**Task prompt**
What you return should match every record exactly, with the images removed.

— begin Extracted information —

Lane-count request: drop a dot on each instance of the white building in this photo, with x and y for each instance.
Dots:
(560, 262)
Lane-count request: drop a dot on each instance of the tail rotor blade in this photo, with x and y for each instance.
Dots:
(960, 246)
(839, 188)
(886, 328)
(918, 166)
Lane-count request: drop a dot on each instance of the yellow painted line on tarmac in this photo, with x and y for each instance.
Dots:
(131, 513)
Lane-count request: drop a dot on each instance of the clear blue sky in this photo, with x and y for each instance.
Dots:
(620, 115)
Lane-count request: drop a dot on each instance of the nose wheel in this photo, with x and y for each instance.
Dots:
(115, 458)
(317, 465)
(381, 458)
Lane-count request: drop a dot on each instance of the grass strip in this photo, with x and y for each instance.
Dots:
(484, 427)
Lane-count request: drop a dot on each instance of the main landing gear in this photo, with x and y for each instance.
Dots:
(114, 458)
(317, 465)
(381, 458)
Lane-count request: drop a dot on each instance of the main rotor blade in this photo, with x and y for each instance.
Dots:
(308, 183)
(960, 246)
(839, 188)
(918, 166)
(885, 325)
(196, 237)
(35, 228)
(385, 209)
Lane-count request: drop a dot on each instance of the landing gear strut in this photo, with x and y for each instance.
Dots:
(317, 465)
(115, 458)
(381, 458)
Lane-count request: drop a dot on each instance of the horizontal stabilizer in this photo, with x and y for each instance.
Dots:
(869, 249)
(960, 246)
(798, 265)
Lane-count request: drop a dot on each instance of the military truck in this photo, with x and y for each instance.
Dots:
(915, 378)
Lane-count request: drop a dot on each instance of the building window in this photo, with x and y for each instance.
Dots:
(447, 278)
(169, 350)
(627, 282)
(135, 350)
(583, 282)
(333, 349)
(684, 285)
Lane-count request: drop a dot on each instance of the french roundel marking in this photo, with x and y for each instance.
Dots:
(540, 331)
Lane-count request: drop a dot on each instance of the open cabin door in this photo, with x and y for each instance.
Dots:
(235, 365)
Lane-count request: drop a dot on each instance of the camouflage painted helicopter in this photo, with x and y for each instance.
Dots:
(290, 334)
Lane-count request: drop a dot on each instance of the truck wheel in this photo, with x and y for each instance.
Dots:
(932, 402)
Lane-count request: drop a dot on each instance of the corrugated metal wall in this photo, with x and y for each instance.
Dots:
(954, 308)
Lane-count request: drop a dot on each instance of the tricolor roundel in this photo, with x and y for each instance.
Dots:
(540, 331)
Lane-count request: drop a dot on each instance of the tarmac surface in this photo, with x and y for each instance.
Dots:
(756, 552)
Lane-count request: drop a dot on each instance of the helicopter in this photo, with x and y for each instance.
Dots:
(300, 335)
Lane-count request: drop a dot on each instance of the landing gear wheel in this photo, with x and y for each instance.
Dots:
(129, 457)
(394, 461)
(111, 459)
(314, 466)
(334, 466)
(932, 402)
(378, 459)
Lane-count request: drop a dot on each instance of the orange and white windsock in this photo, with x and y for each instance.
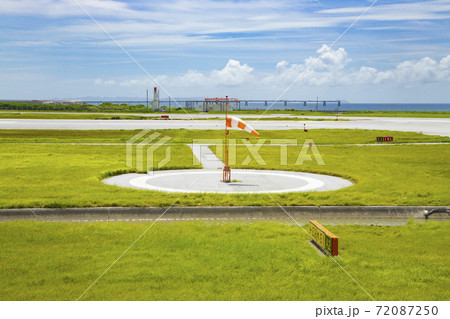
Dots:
(235, 122)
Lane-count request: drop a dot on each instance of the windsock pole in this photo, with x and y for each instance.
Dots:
(226, 169)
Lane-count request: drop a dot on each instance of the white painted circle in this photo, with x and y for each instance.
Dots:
(145, 182)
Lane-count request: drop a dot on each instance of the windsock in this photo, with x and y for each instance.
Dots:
(235, 122)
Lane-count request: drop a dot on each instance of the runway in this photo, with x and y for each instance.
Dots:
(430, 126)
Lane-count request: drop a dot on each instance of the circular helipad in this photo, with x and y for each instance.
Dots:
(242, 181)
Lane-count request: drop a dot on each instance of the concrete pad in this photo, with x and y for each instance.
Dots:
(245, 181)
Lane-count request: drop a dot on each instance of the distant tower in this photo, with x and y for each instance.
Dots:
(155, 101)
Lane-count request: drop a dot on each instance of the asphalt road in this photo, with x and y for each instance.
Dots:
(430, 126)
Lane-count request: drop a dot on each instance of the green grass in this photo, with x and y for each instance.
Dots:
(385, 175)
(193, 261)
(320, 136)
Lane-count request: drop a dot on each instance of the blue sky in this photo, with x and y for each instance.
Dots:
(398, 52)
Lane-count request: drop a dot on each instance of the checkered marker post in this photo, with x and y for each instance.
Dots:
(234, 122)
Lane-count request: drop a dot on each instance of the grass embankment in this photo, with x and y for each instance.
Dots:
(109, 107)
(41, 175)
(194, 261)
(183, 136)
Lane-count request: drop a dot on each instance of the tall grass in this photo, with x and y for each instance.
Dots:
(193, 261)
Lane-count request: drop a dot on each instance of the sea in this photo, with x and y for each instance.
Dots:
(332, 107)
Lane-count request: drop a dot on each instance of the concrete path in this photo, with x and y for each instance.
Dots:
(209, 179)
(243, 181)
(432, 126)
(377, 215)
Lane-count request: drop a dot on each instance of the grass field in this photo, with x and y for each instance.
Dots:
(193, 261)
(183, 136)
(112, 108)
(53, 175)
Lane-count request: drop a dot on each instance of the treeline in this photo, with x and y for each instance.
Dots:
(104, 107)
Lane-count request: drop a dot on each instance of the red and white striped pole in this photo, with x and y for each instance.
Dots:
(226, 169)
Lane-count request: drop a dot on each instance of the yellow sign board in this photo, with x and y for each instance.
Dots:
(323, 237)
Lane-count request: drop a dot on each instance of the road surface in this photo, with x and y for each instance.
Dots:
(431, 126)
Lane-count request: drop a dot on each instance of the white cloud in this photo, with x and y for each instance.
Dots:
(331, 68)
(328, 59)
(232, 74)
(101, 82)
(333, 71)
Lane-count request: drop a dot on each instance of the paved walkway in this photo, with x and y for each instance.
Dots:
(209, 179)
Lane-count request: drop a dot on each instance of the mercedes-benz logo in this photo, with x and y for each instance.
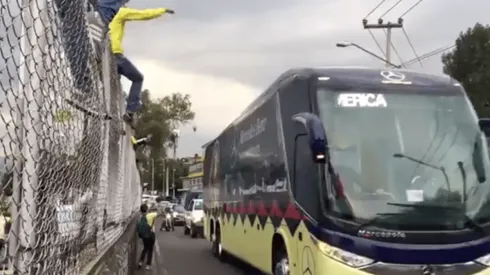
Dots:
(307, 262)
(428, 270)
(393, 76)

— end Extracted information —

**Task answer**
Lane-count request: drop a dot on each instance of the white building in this photo, with x and y for each instance.
Dots:
(560, 262)
Lane-count request: drop a dot on each instance of the tail rotor blade in this photo, with x and y for each instance.
Dots:
(960, 246)
(839, 188)
(886, 328)
(918, 166)
Lane-count request: drop a dot on each instance of the yellow painted line on tarmac in this photo, with x and y for each instance.
Dots:
(131, 513)
Lane-count request: drop a dot on each instance of the clear blue sky in this photo, with x and y for each instance.
Dots:
(620, 115)
Lane-count request: drop a dot on each instance of the nose wheel in this photo, with x and y for each instance.
Dots:
(115, 458)
(317, 465)
(381, 458)
Lane-count request: drop a dot on each instance of the grass strip in this photo, with x and y for each instance.
Dots:
(484, 427)
Lane-count request: drop a dot on each instance of the main landing gear in this photo, with x and y for each instance.
Dots:
(114, 458)
(317, 465)
(381, 458)
Lane-count request: drop a dot on each instance of the main rotor blade in this photo, with x and y for each instance.
Dots:
(308, 183)
(960, 246)
(839, 188)
(918, 166)
(885, 325)
(196, 237)
(35, 228)
(385, 209)
Lane-count request: drop a dot on each instance of the landing gear strut in this photo, with x and y for each instance.
Dots:
(317, 465)
(115, 458)
(381, 458)
Lane-count request: drop a dot on each instance of the horizontal stabilizer in this photo, with x and y for each instance.
Dots:
(869, 249)
(960, 246)
(798, 265)
Lane-count request: drop a dot on each instance of the military truck in this photo, with x and y for each instance.
Dots:
(915, 378)
Lane-count request: drop a dot on each instance of the building window in this photo, with x and y for each instance.
Dots:
(447, 278)
(169, 350)
(627, 282)
(135, 350)
(583, 282)
(333, 349)
(684, 285)
Lane-count request: drop a dot on each instance of the french roundel marking in this photo, with x and y for each instance.
Dots:
(540, 331)
Lane-count request: drop a dot on each instance of the open cabin door in this photo, with x and y for each instance.
Dots:
(235, 365)
Lane-count request: drop a dot on each instance of the camouflage painted helicopter in this photo, with x and y for each instance.
Dots:
(290, 334)
Lane-count request: drop a dot on each instance of the truck wheel in this photo, with x and y for each instance.
Dots:
(932, 402)
Lane-count request: drop a dot on each instance of the corrugated metal wall in this photo, with x and y for each instance.
Dots:
(954, 308)
Lane-count request: drop a dot on each instance of the tricolor roundel in this photo, with x and y for each instance.
Dots:
(540, 331)
Lane-count request: drop a dot on each instance of the tarmac surface in this photo, with x and y for each instance.
Dots:
(756, 552)
Lane-count request: drop a dot on each instance of the helicopter in this photo, with x and y for each instance.
Dots:
(300, 335)
Lane-count request: drop a dot on each instance of the landing gear wheel in this photo, with x and y for each instance.
Dots:
(129, 457)
(394, 461)
(111, 459)
(314, 466)
(334, 466)
(932, 402)
(378, 459)
Lane-count request: drop a dot on each instance of the orange and white windsock in this photo, with x and y for each instance.
Dots:
(235, 122)
Lane-count request: drop a dot on each instance of the windsock pole in this photo, with x and y for each instance.
Dots:
(226, 169)
Lane-count request: drop a dot on each instance of the white painted circle in this photo, with x and y for each instance.
Dots:
(145, 182)
Lane-count request: drop a dot on each instance of the windsock in this photo, with x and y for each instance.
Dots:
(235, 122)
Lane-count request: drop a dot on each instance of the runway in this photo, with x and y for each instance.
Dots:
(430, 126)
Lane-count request: drop a dot on each instance of the circular helipad in this photo, with x and y for each instance.
Dots:
(242, 181)
Lane-count request: drop a dot on each instance of the concrete pad in this photo, with x and y for each instance.
Dots:
(245, 181)
Lane-count request: drop a dot on each instance of the distant tower in this photo, with x and y for each instance.
Dots:
(155, 101)
Lane-count request: drop a dot on each instance of the asphalt road in this photo, with x and y for each instance.
Dots:
(430, 126)
Lane-count request: drop a dot on each instance of the green grass in this photo, with x and y for each instance.
Dots:
(385, 175)
(193, 261)
(320, 136)
Lane-count request: drop a dot on each instance of the blue sky in this photo, with x and y for each instance.
Dots:
(398, 52)
Lane-count request: drop a dot on each instance of the checkered marker post in this photo, with x and y for each instance.
Dots:
(234, 122)
Lane-count request: drop a dot on each instance of the grass embankment in this photo, with x and y for each instance.
Dots:
(109, 107)
(41, 175)
(194, 261)
(183, 136)
Lane-count request: drop a dot on each instance of the tall grass in this photo, with x and y for each instance.
Dots:
(193, 261)
Lane-count request: drop a dot on each instance of the sea in this photo, with x and y for each instance.
Dots:
(332, 107)
Lane-count request: drop a dot on each instance of the concrete path in this photo, with x and y for each instance.
Dots:
(209, 179)
(243, 181)
(432, 126)
(377, 215)
Lane-count request: drop a dot on each instance of the grass field in this photo, with x and y for each instance.
Dots:
(193, 261)
(183, 136)
(112, 108)
(53, 175)
Lane-count request: drop a dot on each instance of the treeline in this photo, with x and y for each instance.
Dots:
(104, 107)
Lane-count request: drop a dot on each instance of the red and white striped pole in this photo, with x and y for each instance.
Dots:
(226, 169)
Lane-count request: drop a dot on each instance of the yellow sign board in this photo, with x and y for each instance.
Dots:
(323, 237)
Lane-count request: drop a dot on each instance of the road surface in this photo, with x and y for each instance.
Dots:
(431, 126)
Lane-count request: drop a dot on each instance of the white cloud in this photo, with x and y for each instance.
Dots:
(331, 68)
(328, 59)
(232, 74)
(101, 82)
(333, 71)
Lane-count request: drop a dot on each instance of the paved walkway in this photo, with x and y for each instance.
Dots:
(209, 179)
Lane-count request: drop a dot on each instance of the mercedes-benz logo in this photo, with x and y for each instance.
Dots:
(307, 262)
(428, 270)
(393, 76)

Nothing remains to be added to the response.